*WRITTEN TASKS*
**A.** In the BBM Level 2 patch discussion, what reservation does Suzuki express about the proposed WEAK_BOOT_CPU_FEATURE, and what does he suggest instead?
**B.** In the BBM Level 2 patch discussion, which core is given as an example where the BBML2_NOABORT MIDR list may not imply BBML2 in the ID registers?
**C.** Continue the BBM Level 2 patch discussion from where it stops.

*SELECTION*
[RESEND PATCH v6 1/3] arm64: Add BBM Level 2 cpu feature

Suzuki K Poulose suzuki.poulose at arm.com
Thu May 22 09:29:16 PDT 2025


On 22/05/2025 16:23, Catalin Marinas wrote:
> Hi Suzuki,
> 
> Thanks for looking at this.
> 
> On Mon, May 19, 2025 at 10:45:31AM +0100, Suzuki K Poulose wrote:
>> On 14/05/2025 13:05, Catalin Marinas wrote:
>>> On Tue, May 13, 2025 at 10:15:49AM +0100, Suzuki K Poulose wrote:
>>>> On 12/05/2025 17:33, Catalin Marinas wrote:
>>>>> Stepping back a bit, we know that the MIDR allow-list implies
>>>>> BBML2_NOABORT (and at least BBML2 as in the ID regs). In theory, we need
>>>>
>>>> Please be aware that BBML2_NOABORT midr list may not always imply BBLM2 in
>>>> ID registers (e.g., AmpereOne. But the plan is to fixup the per cpu
>>>> ID register - struct cpuinfo_arm64 - for such cores at early boot,
>>>> individually, before it is used for sanitisation of the system wide
>>>> copy).
>>>
>>> Ah, good point. We can then ignore BBML2 ID regs and only rely on MIDR
>>> (and some future BBML3).
>>>
>>>>> So how about we introduce a WEAK_BOOT_CPU_FEATURE which gets enabled by
>>>>> the boot CPU if it has it _but_ cleared by any secondary early CPU if it
>>>>> doesn't (and never enabled by secondary CPUs). When the features are
>>>>> finalised, we know if all early CPUs had it. In combination with
>>>>> PERMITTED_FOR_LATE_CPU, we'd reject late CPUs that don't have it.
>>>>
>>>> That could work, but it introduces this "clearing" a capability, which
>>>> we don't do at the moment.
>>>>
>>>> We had an offline discussion about this some time ago, with Mark
>>>> Rutland. The best way to deal with this is to change the way we compute
>>>> capabilities. i.e.,
>>>>
>>>>
>>>> 1. Each boot CPU run through all the capabilities and maintain a per-cpu
>>>>      copy of the state.

*DATASET EXTRACT*

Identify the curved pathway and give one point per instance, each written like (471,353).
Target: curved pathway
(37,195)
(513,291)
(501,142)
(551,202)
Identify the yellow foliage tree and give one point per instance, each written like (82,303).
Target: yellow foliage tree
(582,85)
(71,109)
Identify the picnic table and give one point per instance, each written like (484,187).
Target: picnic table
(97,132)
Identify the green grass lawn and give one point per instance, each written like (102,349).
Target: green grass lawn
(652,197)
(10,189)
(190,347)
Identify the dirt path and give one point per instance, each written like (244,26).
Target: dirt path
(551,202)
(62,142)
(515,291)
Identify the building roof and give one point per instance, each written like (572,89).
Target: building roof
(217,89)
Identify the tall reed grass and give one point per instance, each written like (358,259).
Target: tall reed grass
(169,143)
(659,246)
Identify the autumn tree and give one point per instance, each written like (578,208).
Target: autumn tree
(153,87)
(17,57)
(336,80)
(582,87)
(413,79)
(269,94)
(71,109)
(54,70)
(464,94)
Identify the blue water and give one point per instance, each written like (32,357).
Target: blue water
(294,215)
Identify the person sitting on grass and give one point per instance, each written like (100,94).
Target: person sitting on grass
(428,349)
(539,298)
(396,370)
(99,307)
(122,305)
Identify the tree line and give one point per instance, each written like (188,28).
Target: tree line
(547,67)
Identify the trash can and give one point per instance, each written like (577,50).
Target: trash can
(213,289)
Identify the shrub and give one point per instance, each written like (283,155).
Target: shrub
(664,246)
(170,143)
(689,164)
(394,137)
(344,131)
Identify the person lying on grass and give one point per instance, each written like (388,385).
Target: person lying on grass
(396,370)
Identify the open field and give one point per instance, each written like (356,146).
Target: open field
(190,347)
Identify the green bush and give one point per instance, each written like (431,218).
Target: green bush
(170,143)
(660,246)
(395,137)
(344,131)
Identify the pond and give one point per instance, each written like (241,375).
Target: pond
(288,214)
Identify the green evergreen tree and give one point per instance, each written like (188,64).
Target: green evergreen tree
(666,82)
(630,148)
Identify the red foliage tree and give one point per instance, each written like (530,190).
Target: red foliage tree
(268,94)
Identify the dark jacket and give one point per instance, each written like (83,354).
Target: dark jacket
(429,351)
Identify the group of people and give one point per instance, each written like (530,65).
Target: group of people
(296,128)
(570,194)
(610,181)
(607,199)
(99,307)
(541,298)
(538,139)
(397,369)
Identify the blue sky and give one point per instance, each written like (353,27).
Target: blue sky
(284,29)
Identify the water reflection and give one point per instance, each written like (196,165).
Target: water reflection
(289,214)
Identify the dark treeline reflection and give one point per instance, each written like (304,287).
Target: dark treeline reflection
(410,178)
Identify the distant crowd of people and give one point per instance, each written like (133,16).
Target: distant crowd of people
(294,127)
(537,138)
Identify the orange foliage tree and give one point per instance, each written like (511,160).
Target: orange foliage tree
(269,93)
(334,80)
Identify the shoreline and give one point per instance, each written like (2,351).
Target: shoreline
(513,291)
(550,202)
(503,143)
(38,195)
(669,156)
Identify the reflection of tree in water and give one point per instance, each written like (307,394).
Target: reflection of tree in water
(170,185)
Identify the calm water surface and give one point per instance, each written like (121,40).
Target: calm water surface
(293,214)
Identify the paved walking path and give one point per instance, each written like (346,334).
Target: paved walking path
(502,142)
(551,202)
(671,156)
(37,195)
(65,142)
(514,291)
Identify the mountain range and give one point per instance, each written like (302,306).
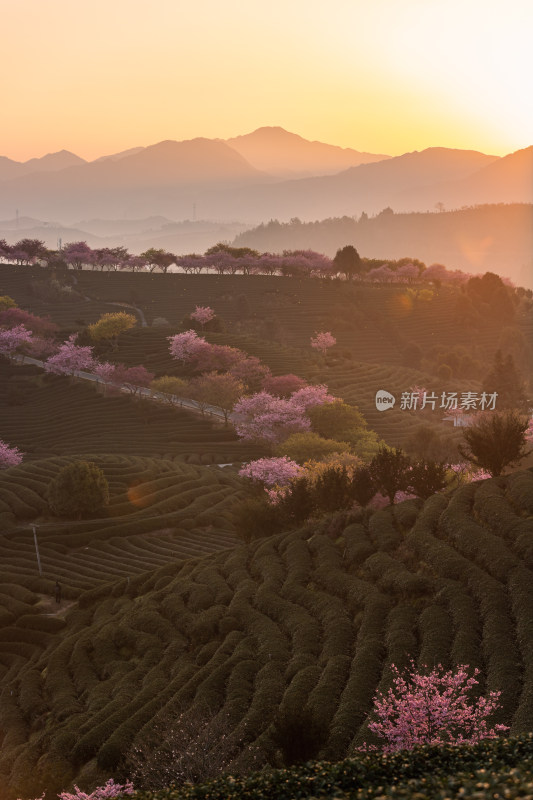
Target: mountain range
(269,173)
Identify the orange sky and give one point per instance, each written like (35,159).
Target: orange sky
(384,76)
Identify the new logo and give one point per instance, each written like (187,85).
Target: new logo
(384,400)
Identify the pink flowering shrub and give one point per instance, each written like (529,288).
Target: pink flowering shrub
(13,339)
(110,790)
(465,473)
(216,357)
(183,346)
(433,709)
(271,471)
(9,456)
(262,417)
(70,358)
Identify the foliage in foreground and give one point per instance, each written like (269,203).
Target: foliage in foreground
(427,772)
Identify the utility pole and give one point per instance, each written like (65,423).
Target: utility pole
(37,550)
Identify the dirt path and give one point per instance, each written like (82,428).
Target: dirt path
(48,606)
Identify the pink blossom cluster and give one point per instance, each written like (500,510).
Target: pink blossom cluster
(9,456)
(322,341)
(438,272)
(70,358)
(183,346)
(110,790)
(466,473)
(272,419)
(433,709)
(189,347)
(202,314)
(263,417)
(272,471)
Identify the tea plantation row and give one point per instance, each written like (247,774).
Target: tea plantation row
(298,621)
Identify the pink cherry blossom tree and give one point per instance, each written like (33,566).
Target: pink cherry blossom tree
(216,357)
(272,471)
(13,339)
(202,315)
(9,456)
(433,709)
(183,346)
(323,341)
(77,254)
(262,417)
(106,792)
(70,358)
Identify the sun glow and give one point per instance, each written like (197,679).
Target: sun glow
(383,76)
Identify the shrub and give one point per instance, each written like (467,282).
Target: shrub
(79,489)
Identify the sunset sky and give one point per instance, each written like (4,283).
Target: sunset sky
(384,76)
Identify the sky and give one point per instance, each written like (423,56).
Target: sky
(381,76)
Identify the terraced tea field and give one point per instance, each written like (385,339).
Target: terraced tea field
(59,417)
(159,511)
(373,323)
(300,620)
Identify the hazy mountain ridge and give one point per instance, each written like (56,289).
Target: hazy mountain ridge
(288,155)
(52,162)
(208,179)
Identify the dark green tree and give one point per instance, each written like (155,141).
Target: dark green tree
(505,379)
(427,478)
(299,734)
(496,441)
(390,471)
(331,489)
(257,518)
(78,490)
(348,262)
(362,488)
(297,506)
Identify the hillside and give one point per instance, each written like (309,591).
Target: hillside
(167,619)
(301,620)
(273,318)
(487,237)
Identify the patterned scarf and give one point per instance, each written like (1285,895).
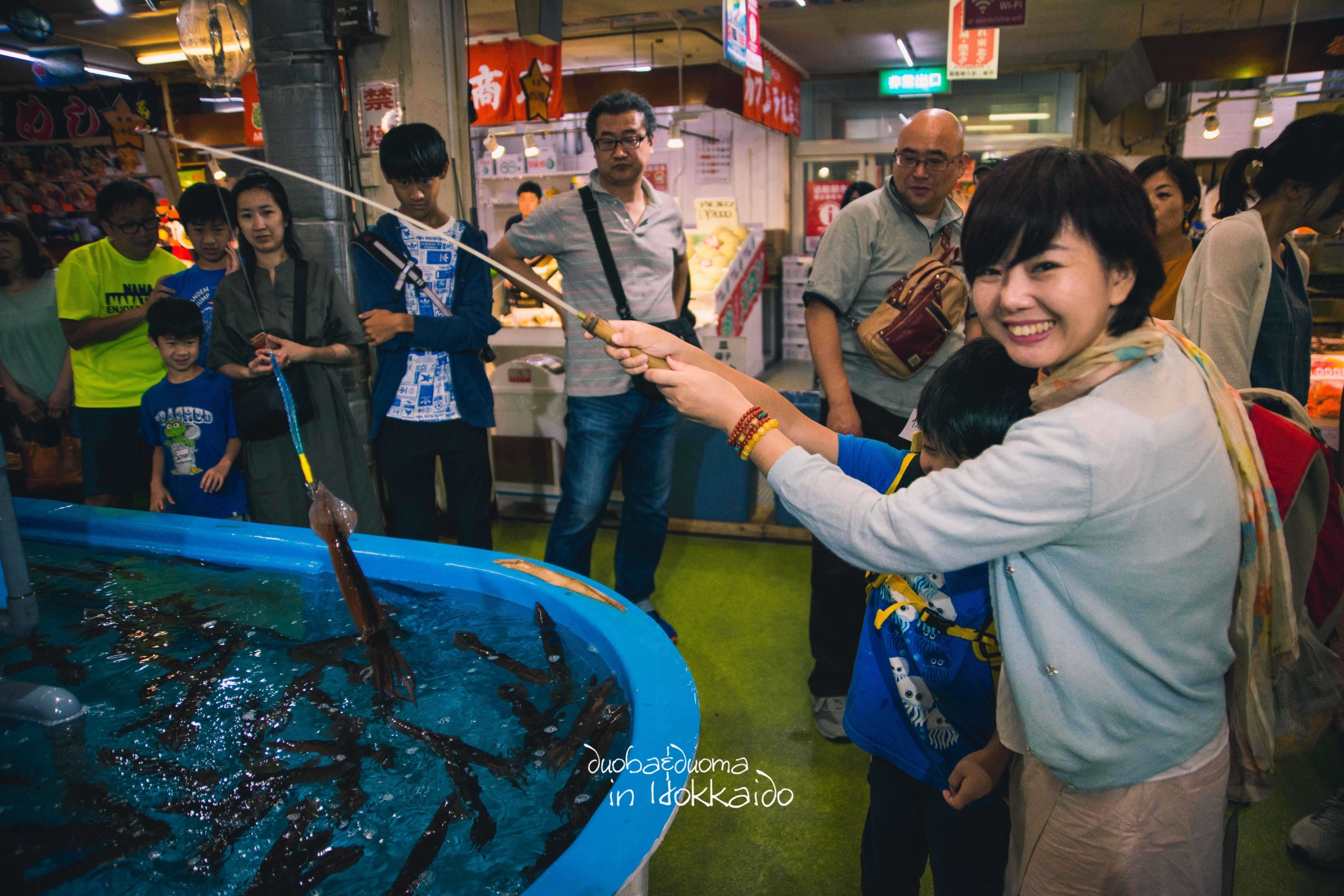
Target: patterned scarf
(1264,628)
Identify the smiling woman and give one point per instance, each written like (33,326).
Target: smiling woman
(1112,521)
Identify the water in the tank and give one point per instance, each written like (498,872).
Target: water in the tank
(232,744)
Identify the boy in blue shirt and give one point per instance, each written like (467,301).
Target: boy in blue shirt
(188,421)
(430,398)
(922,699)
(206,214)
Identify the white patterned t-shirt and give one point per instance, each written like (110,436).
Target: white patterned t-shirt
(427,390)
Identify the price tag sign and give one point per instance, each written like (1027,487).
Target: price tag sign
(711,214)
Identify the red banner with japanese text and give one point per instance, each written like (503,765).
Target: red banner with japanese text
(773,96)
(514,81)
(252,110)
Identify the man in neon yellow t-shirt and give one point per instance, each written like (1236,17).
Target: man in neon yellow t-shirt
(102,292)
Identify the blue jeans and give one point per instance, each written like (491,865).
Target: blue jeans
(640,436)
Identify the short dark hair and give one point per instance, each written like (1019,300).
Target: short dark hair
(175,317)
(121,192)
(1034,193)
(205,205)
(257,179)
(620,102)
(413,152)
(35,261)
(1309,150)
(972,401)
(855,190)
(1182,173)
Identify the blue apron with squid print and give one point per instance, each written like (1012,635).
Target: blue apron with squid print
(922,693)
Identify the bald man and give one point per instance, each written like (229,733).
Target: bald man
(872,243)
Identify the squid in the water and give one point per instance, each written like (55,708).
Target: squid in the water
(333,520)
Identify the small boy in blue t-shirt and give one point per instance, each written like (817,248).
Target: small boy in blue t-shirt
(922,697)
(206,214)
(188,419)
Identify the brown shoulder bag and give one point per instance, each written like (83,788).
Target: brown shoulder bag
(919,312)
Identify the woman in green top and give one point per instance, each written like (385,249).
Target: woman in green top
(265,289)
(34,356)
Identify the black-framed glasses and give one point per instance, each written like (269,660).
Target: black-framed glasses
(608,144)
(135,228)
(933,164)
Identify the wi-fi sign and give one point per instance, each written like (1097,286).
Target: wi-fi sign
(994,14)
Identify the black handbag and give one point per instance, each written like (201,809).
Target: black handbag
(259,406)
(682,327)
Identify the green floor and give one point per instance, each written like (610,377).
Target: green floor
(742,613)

...

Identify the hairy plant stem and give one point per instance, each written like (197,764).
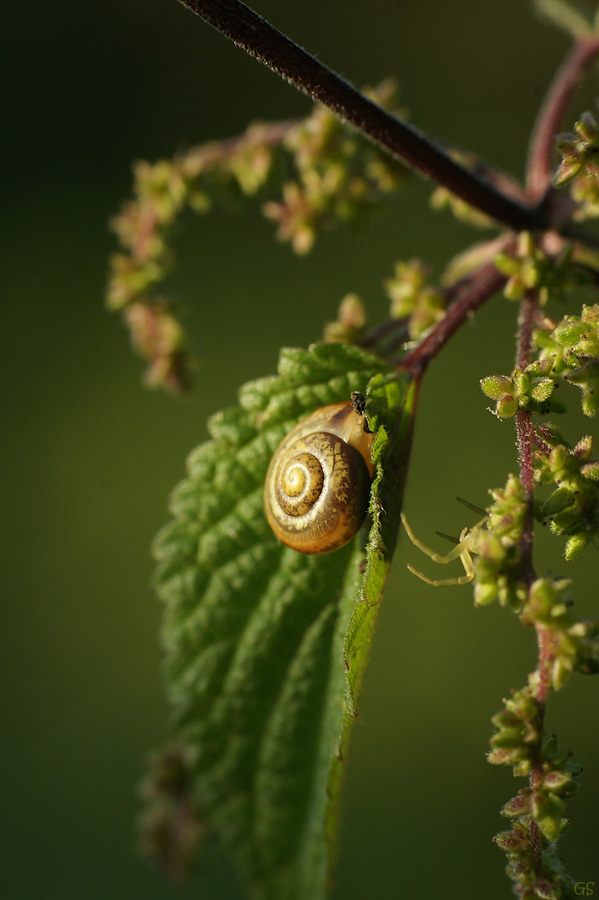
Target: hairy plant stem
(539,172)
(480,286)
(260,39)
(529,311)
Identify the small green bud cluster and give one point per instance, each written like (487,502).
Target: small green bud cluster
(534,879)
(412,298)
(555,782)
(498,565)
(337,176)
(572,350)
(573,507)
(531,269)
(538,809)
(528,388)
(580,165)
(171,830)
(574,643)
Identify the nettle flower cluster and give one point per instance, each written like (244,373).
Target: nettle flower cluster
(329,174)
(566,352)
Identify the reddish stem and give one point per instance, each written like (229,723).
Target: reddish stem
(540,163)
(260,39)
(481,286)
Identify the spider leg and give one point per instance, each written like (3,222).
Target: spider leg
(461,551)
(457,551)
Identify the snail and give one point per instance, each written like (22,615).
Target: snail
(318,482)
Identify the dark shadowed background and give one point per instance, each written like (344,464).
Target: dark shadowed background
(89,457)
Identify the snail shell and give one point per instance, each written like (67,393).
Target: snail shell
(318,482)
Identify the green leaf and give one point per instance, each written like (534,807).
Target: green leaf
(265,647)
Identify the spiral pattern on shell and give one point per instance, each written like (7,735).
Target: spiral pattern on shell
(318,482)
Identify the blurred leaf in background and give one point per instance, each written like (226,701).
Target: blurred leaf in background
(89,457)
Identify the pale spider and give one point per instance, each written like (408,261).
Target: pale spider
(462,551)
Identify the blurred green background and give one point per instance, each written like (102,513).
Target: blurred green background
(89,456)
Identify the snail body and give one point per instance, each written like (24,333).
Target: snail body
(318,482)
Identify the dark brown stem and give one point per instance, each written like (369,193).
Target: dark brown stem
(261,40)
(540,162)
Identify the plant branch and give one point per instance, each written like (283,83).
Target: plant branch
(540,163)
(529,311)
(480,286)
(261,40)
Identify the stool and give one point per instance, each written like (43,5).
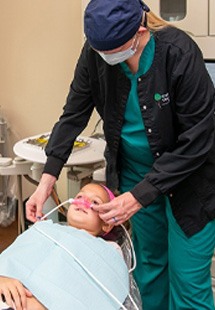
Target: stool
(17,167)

*ANSWERS IN ORDER*
**A.** Suzuki says the idea could work, but it would introduce "clearing" a capability, which the code does not do at the moment. Based on an earlier offline discussion with Mark Rutland, he suggests changing how capabilities are computed instead, starting with each boot CPU running through all the capabilities and keeping a per-cpu copy of the state.

**B.** AmpereOne.

**C.**
>>>> 2. System wide capabilities can then be constructed from the all early
>>>>      boot CPU capability state (e.g., ANDing all the state from all CPUs
>>>>      for SCOPE_SYSTEM or ORing for LOCAL_CPU).
>>>>
>>>> But this requires a drastic change to the infrastructure.
>>>
>>> I think it's a lot simpler to achieve the ANDing - set the (system)
>>> capability if detected on the boot CPU, only clear it if missing on
>>> subsequent CPUs. See below on an attempt to introduce this. For lack of
>>> inspiration, I called it ARM64_CPUCAP_GLOBAL_CPU_FEATURE which has both
>>> SCOPE_LOCAL and SCOPE_SYSTEM. It's permitted for late CPUs but not
>>> optional if already enabled. The advantage of having both local&system
>>> is that the match function will be called for both scopes. I added a
>>> mask in to cpucap_default_scope() when calling matches() since so far
>>> no cap had both.
>>
>> Thanks, the change below does the trick. I am reasoning with the way
>> the scope has been defined (hacked ;-)).
>>
>> SCOPE_LOCAL_CPU && SCOPE_SYSTEM
>>
>> 1. SCOPE_LOCAL_CPU : Because you need to run this on all the (early) CPUs.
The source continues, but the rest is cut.